• **The problem**
Return each entry exactly, with none missing.

Region pointing data:
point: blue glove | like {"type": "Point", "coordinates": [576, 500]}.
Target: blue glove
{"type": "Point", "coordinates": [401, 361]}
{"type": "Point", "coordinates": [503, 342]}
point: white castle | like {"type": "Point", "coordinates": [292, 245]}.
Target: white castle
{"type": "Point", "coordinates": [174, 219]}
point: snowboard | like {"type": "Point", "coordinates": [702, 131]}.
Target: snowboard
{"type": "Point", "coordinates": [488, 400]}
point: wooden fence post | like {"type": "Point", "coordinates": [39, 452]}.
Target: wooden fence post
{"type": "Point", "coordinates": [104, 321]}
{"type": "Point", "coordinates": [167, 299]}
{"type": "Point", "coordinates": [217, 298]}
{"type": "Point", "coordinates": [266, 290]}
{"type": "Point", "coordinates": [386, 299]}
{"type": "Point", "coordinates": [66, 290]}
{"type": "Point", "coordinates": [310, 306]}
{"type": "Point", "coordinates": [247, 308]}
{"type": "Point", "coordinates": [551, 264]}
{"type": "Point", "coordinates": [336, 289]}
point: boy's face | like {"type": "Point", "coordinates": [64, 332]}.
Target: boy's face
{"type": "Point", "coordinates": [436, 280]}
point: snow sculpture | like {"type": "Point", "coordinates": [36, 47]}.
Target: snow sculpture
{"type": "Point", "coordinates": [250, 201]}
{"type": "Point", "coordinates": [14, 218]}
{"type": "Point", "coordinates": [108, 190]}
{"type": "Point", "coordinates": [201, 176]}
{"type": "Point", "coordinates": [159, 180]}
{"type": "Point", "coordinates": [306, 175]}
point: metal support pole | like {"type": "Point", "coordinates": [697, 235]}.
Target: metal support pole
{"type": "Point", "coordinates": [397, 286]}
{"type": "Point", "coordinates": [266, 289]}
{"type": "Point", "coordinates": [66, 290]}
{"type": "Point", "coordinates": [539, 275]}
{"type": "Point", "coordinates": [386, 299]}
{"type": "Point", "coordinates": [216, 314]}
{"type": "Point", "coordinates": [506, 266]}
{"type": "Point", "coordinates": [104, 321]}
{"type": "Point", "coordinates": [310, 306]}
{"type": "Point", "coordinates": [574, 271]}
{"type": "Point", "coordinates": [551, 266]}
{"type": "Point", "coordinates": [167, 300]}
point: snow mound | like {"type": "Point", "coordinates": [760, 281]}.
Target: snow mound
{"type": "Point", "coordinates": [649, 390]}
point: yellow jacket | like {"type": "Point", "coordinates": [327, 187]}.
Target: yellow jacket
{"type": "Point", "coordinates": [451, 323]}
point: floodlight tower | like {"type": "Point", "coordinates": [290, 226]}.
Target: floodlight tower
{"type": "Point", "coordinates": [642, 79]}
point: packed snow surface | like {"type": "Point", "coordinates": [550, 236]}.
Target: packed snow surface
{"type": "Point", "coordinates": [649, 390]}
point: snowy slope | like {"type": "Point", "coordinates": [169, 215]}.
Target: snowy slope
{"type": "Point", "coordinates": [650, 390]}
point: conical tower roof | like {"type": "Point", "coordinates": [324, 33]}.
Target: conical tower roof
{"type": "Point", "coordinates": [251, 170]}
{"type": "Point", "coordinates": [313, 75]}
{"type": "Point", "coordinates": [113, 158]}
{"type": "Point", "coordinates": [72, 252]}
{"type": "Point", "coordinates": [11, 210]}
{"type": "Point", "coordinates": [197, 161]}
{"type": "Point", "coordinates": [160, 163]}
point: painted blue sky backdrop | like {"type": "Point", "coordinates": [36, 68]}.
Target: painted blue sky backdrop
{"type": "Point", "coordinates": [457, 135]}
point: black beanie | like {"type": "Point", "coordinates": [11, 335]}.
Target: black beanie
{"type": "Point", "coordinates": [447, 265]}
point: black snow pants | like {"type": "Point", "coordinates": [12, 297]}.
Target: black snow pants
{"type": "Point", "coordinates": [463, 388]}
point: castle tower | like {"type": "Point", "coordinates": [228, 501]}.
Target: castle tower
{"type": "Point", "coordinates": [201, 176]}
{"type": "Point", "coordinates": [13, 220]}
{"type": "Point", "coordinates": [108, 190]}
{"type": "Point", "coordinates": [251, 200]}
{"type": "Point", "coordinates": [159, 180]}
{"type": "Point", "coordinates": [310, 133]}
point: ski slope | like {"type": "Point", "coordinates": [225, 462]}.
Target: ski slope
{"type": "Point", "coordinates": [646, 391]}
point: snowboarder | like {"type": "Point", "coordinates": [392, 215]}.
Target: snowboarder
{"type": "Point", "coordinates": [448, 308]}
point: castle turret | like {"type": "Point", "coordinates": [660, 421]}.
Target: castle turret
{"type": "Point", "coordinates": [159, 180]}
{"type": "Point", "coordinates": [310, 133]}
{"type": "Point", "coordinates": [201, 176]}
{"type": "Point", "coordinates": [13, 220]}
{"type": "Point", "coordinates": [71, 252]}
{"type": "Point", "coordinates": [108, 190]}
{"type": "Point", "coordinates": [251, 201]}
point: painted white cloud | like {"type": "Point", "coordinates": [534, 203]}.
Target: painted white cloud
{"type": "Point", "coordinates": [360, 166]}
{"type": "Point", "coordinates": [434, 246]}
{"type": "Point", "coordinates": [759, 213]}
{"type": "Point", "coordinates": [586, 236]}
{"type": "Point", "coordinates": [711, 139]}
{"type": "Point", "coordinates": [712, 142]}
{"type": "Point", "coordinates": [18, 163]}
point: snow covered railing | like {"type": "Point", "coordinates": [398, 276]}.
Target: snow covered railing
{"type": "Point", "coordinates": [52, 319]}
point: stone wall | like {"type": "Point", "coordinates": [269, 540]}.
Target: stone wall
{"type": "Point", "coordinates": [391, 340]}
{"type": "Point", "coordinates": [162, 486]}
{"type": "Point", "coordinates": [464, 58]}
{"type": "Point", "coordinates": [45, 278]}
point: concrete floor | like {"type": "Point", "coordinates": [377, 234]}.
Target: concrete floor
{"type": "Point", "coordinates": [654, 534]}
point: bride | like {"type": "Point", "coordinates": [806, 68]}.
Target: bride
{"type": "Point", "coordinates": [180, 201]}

• **Task answer**
point: blue glove | like {"type": "Point", "coordinates": [576, 500]}.
Target: blue glove
{"type": "Point", "coordinates": [401, 361]}
{"type": "Point", "coordinates": [503, 342]}
point: white castle | like {"type": "Point", "coordinates": [292, 245]}.
Target: white castle
{"type": "Point", "coordinates": [174, 219]}
point: snowboard | like {"type": "Point", "coordinates": [702, 131]}.
Target: snowboard
{"type": "Point", "coordinates": [488, 400]}
point: wooden fence post | like {"type": "Point", "coordinates": [39, 452]}.
Target: wooden fence post
{"type": "Point", "coordinates": [104, 321]}
{"type": "Point", "coordinates": [167, 299]}
{"type": "Point", "coordinates": [217, 298]}
{"type": "Point", "coordinates": [266, 290]}
{"type": "Point", "coordinates": [386, 299]}
{"type": "Point", "coordinates": [66, 290]}
{"type": "Point", "coordinates": [310, 306]}
{"type": "Point", "coordinates": [247, 308]}
{"type": "Point", "coordinates": [551, 264]}
{"type": "Point", "coordinates": [336, 289]}
point: boy's face | like {"type": "Point", "coordinates": [64, 332]}.
Target: boy's face
{"type": "Point", "coordinates": [436, 280]}
point: snow sculpture | like {"type": "Point", "coordinates": [36, 47]}.
Target: snow sculpture
{"type": "Point", "coordinates": [250, 201]}
{"type": "Point", "coordinates": [14, 218]}
{"type": "Point", "coordinates": [108, 190]}
{"type": "Point", "coordinates": [201, 176]}
{"type": "Point", "coordinates": [159, 180]}
{"type": "Point", "coordinates": [306, 175]}
point: metal support pole | like {"type": "Point", "coordinates": [697, 235]}.
Target: metal support pole
{"type": "Point", "coordinates": [397, 286]}
{"type": "Point", "coordinates": [266, 289]}
{"type": "Point", "coordinates": [66, 290]}
{"type": "Point", "coordinates": [539, 275]}
{"type": "Point", "coordinates": [386, 299]}
{"type": "Point", "coordinates": [216, 314]}
{"type": "Point", "coordinates": [506, 266]}
{"type": "Point", "coordinates": [104, 321]}
{"type": "Point", "coordinates": [310, 306]}
{"type": "Point", "coordinates": [574, 271]}
{"type": "Point", "coordinates": [551, 266]}
{"type": "Point", "coordinates": [167, 300]}
point: snow mound | like {"type": "Point", "coordinates": [760, 281]}.
Target: snow mound
{"type": "Point", "coordinates": [649, 390]}
point: yellow jacket | like {"type": "Point", "coordinates": [327, 187]}.
Target: yellow jacket
{"type": "Point", "coordinates": [451, 323]}
point: floodlight tower | like {"type": "Point", "coordinates": [290, 226]}.
Target: floodlight tower
{"type": "Point", "coordinates": [642, 79]}
point: packed snow surface | like {"type": "Point", "coordinates": [550, 236]}.
Target: packed snow surface
{"type": "Point", "coordinates": [649, 390]}
point: snowy slope | like {"type": "Point", "coordinates": [169, 215]}.
Target: snowy slope
{"type": "Point", "coordinates": [650, 390]}
point: conical tower roof | like {"type": "Point", "coordinates": [324, 33]}.
Target: conical tower roof
{"type": "Point", "coordinates": [251, 170]}
{"type": "Point", "coordinates": [313, 75]}
{"type": "Point", "coordinates": [113, 158]}
{"type": "Point", "coordinates": [72, 252]}
{"type": "Point", "coordinates": [11, 210]}
{"type": "Point", "coordinates": [197, 161]}
{"type": "Point", "coordinates": [160, 163]}
point: painted blue sky backdrop | like {"type": "Point", "coordinates": [36, 68]}.
Target: painted blue sky backdrop
{"type": "Point", "coordinates": [457, 135]}
point: black beanie | like {"type": "Point", "coordinates": [11, 335]}.
Target: black beanie
{"type": "Point", "coordinates": [447, 265]}
point: black snow pants | like {"type": "Point", "coordinates": [12, 297]}.
Target: black snow pants
{"type": "Point", "coordinates": [463, 388]}
point: castle tower | like {"type": "Point", "coordinates": [228, 501]}.
Target: castle tower
{"type": "Point", "coordinates": [201, 176]}
{"type": "Point", "coordinates": [13, 220]}
{"type": "Point", "coordinates": [108, 190]}
{"type": "Point", "coordinates": [251, 200]}
{"type": "Point", "coordinates": [159, 180]}
{"type": "Point", "coordinates": [310, 133]}
point: ski slope | like {"type": "Point", "coordinates": [225, 462]}.
Target: ski slope
{"type": "Point", "coordinates": [646, 391]}
point: snowboarder | like {"type": "Point", "coordinates": [392, 215]}.
Target: snowboarder
{"type": "Point", "coordinates": [448, 308]}
point: castle turret | like {"type": "Point", "coordinates": [660, 421]}.
Target: castle turret
{"type": "Point", "coordinates": [159, 180]}
{"type": "Point", "coordinates": [310, 133]}
{"type": "Point", "coordinates": [201, 176]}
{"type": "Point", "coordinates": [13, 220]}
{"type": "Point", "coordinates": [71, 252]}
{"type": "Point", "coordinates": [108, 190]}
{"type": "Point", "coordinates": [251, 201]}
point: painted white cloud | like {"type": "Point", "coordinates": [534, 203]}.
Target: painted white cloud
{"type": "Point", "coordinates": [360, 166]}
{"type": "Point", "coordinates": [434, 246]}
{"type": "Point", "coordinates": [759, 213]}
{"type": "Point", "coordinates": [586, 236]}
{"type": "Point", "coordinates": [711, 139]}
{"type": "Point", "coordinates": [712, 142]}
{"type": "Point", "coordinates": [18, 163]}
point: snow covered railing | like {"type": "Point", "coordinates": [398, 276]}.
Target: snow covered railing
{"type": "Point", "coordinates": [52, 319]}
point: stone wall | like {"type": "Point", "coordinates": [269, 540]}.
Target: stone wall
{"type": "Point", "coordinates": [391, 340]}
{"type": "Point", "coordinates": [162, 486]}
{"type": "Point", "coordinates": [464, 58]}
{"type": "Point", "coordinates": [45, 278]}
point: concrete floor | like {"type": "Point", "coordinates": [377, 234]}.
Target: concrete floor
{"type": "Point", "coordinates": [654, 534]}
point: bride | like {"type": "Point", "coordinates": [806, 68]}.
Target: bride
{"type": "Point", "coordinates": [180, 201]}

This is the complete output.